The request: List every line in the entries that contains the word "instance".

Input for this task:
__________________________________________________
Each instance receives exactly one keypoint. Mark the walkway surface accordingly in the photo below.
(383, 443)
__________________________________________________
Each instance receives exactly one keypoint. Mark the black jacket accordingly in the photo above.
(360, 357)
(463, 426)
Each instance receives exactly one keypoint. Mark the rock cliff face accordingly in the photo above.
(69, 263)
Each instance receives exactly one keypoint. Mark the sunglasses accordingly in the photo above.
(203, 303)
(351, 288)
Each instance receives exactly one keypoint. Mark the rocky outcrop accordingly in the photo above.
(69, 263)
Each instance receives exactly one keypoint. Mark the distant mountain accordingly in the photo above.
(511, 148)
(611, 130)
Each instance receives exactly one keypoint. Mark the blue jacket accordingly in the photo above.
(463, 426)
__________________________________________________
Answer in full:
Each instance receives exactly one keypoint. Mark the walkway surface accordingly in the photo below.
Each instance receives exactly one keypoint. Mark the black jacket accordingly in the photo above.
Each instance receives exactly one keypoint. Mark the rock cliff face accordingly in the photo above.
Each instance receives exactly one keypoint. Mark the sunglasses accordingly in the photo above.
Each instance receives exactly one keypoint. Mark the rocky outcrop accordingly in the photo above.
Each instance receives exactly one keypoint. Mark the distant mountain accordingly in the photo above.
Each instance receives exactly one keypoint. Mark the blue jacket accordingly in the photo above.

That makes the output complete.